Description of the task | Each line below needs to be repeated precisely as it is.

Data shown |
____

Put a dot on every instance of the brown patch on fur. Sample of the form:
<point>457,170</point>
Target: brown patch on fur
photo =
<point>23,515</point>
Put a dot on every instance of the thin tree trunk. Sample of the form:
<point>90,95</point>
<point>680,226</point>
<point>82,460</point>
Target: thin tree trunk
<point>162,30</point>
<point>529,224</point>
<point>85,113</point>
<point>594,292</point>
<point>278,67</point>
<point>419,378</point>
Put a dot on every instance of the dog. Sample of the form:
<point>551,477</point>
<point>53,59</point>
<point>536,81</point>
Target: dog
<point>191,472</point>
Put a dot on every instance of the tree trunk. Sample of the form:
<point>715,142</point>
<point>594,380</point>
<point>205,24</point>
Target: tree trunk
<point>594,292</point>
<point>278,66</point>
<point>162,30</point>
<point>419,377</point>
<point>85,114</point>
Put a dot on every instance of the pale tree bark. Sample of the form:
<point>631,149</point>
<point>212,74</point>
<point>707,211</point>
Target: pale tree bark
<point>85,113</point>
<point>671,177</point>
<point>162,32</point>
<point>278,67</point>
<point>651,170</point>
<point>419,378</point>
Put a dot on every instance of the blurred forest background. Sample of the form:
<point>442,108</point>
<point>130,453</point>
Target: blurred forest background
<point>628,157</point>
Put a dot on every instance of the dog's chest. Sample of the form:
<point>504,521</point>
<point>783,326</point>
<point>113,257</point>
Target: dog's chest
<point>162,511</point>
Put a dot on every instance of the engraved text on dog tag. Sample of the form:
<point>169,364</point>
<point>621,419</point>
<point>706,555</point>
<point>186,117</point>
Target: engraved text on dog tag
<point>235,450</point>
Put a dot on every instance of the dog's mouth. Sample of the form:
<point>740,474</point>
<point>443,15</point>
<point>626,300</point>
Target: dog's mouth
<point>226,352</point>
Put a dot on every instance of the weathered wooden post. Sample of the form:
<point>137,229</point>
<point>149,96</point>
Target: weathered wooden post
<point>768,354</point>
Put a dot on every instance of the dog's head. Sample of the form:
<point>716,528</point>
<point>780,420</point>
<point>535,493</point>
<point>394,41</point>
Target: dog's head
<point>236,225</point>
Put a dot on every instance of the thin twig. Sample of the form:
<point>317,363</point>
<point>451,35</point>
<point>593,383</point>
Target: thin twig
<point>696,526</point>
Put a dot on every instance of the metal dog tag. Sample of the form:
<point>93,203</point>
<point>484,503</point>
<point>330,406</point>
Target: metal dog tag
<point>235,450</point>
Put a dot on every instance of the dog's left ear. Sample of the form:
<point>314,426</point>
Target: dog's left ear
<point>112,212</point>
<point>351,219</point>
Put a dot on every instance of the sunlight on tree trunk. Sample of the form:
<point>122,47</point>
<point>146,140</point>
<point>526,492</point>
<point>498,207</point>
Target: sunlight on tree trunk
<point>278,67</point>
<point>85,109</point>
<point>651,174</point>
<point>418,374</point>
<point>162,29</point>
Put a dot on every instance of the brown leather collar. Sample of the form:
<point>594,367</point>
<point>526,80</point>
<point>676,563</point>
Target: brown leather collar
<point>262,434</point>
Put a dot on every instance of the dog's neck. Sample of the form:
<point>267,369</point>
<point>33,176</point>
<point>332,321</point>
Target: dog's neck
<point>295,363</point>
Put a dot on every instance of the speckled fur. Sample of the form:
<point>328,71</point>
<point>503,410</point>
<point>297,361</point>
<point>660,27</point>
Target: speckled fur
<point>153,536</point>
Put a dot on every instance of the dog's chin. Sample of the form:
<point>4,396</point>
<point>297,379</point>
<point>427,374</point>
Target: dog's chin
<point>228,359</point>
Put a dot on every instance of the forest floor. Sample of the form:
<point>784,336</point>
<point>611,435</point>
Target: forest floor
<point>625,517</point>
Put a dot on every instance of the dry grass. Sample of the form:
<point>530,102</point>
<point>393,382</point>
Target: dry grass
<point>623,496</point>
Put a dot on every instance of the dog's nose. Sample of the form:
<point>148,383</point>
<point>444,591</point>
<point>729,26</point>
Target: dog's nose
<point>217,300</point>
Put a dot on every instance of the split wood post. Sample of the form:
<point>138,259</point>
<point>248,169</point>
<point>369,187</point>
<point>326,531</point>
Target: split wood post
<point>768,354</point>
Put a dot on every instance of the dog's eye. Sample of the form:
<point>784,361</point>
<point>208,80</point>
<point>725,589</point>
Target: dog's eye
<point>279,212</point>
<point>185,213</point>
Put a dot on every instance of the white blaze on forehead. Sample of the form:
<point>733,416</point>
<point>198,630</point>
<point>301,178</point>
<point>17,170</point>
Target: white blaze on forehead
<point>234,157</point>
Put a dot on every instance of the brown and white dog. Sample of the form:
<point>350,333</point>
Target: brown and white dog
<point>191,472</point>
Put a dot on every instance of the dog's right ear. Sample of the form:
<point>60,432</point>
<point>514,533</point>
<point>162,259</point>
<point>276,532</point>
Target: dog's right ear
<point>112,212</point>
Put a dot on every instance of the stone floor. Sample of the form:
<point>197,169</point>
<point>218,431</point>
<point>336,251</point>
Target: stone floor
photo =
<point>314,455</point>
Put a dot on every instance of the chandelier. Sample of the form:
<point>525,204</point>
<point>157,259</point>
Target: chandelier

____

Solution to the problem |
Put a dot on every instance of the brown patch on fur. Sample of the form:
<point>457,170</point>
Target: brown patch on fur
photo =
<point>23,515</point>
Put a dot on every instance of the thin tree trunk. Sample of the form:
<point>90,95</point>
<point>680,226</point>
<point>82,460</point>
Target: thin tree trunk
<point>162,30</point>
<point>529,224</point>
<point>85,113</point>
<point>594,292</point>
<point>278,67</point>
<point>419,378</point>
Put a dot on every instance of the dog. Sample of the form:
<point>551,477</point>
<point>53,59</point>
<point>536,81</point>
Target: dog
<point>191,472</point>
Put a dot on every instance of the tree trunk. Sample of the form:
<point>715,142</point>
<point>594,380</point>
<point>205,24</point>
Target: tree trunk
<point>594,292</point>
<point>278,66</point>
<point>162,30</point>
<point>419,377</point>
<point>85,114</point>
Put a dot on every instance of the pale tree bark. Sample of the form:
<point>631,149</point>
<point>212,74</point>
<point>707,211</point>
Target: pale tree bark
<point>85,113</point>
<point>671,177</point>
<point>162,32</point>
<point>278,67</point>
<point>651,170</point>
<point>419,378</point>
Put a dot on every instance of the blurred forest background. Sample of the form:
<point>442,108</point>
<point>130,453</point>
Target: blurred forest background
<point>628,157</point>
Put a dot on every instance of the dog's chest. Sample of the form:
<point>504,521</point>
<point>783,326</point>
<point>113,257</point>
Target: dog's chest
<point>162,511</point>
Put a dot on every instance of the engraved text on dog tag. Sample of the form:
<point>169,364</point>
<point>621,419</point>
<point>706,555</point>
<point>186,117</point>
Target: engraved text on dog tag
<point>235,450</point>
Put a dot on every instance of the dog's mouth. Sample of the form:
<point>740,474</point>
<point>443,15</point>
<point>626,300</point>
Target: dog's mouth
<point>226,352</point>
Put a dot on every instance of the weathered wooden post. Sample of the form:
<point>137,229</point>
<point>149,96</point>
Target: weathered wooden post
<point>768,354</point>
Put a dot on every instance of the dog's head. Sample of the form:
<point>716,528</point>
<point>780,420</point>
<point>535,493</point>
<point>394,41</point>
Target: dog's head
<point>236,225</point>
Put a dot on every instance of the thin twig. Sample of the form:
<point>317,363</point>
<point>451,35</point>
<point>593,383</point>
Target: thin twig
<point>696,526</point>
Put a dot on every instance of the metal dog tag. Sample of the form:
<point>93,203</point>
<point>484,503</point>
<point>330,406</point>
Target: metal dog tag
<point>235,450</point>
Put a dot on every instance of the dog's left ear. Sample of the form:
<point>314,426</point>
Target: dog's left ear
<point>112,212</point>
<point>351,219</point>
Put a dot on every instance of the sunlight on tree trunk. Sample of the form:
<point>122,47</point>
<point>146,140</point>
<point>526,492</point>
<point>498,207</point>
Target: sunlight on tree trunk
<point>278,67</point>
<point>85,109</point>
<point>651,174</point>
<point>418,374</point>
<point>162,29</point>
Put a dot on every instance of the brown leather collar. Sample of the form:
<point>594,367</point>
<point>526,80</point>
<point>676,563</point>
Target: brown leather collar
<point>262,434</point>
Put a dot on every instance of the dog's neck. Sample of the form:
<point>267,369</point>
<point>33,176</point>
<point>332,321</point>
Target: dog's neck
<point>295,363</point>
Put a dot on every instance of the speckled fur. Sample of the form:
<point>328,71</point>
<point>503,410</point>
<point>297,361</point>
<point>660,27</point>
Target: speckled fur
<point>153,536</point>
Put a dot on every instance of the dog's chin. Sample of the form:
<point>4,396</point>
<point>297,379</point>
<point>427,374</point>
Target: dog's chin
<point>228,359</point>
Put a dot on every instance of the forest floor. Sample of the form:
<point>784,336</point>
<point>611,435</point>
Target: forest floor
<point>625,517</point>
Put a dot on every instance of the dry grass. Sample of the form:
<point>530,102</point>
<point>393,382</point>
Target: dry grass
<point>623,496</point>
Put a dot on every instance of the dog's nose. Sample of the form:
<point>148,383</point>
<point>444,591</point>
<point>729,26</point>
Target: dog's nose
<point>217,300</point>
Put a dot on every instance of the split wood post. Sample of the form:
<point>138,259</point>
<point>248,169</point>
<point>369,187</point>
<point>326,531</point>
Target: split wood post
<point>768,354</point>
Put a dot on every instance of the dog's eye. Sample of the form:
<point>784,361</point>
<point>208,80</point>
<point>725,589</point>
Target: dog's eye
<point>279,212</point>
<point>185,213</point>
Put a dot on every instance of the white blaze on forehead. Sample of the form:
<point>733,416</point>
<point>198,630</point>
<point>301,178</point>
<point>17,170</point>
Target: white blaze on forehead
<point>234,157</point>
Put a dot on every instance of the brown and white dog. Sample of the form:
<point>350,333</point>
Target: brown and white dog
<point>191,472</point>
Put a dot on every instance of the dog's right ear. Sample of the form:
<point>60,432</point>
<point>514,533</point>
<point>162,259</point>
<point>276,532</point>
Target: dog's right ear
<point>112,212</point>
Put a dot on every instance of the stone floor. Sample of the form:
<point>197,169</point>
<point>218,431</point>
<point>336,251</point>
Target: stone floor
photo =
<point>314,455</point>
Put a dot on every instance of the chandelier. Sample of the form:
<point>525,204</point>
<point>157,259</point>
Target: chandelier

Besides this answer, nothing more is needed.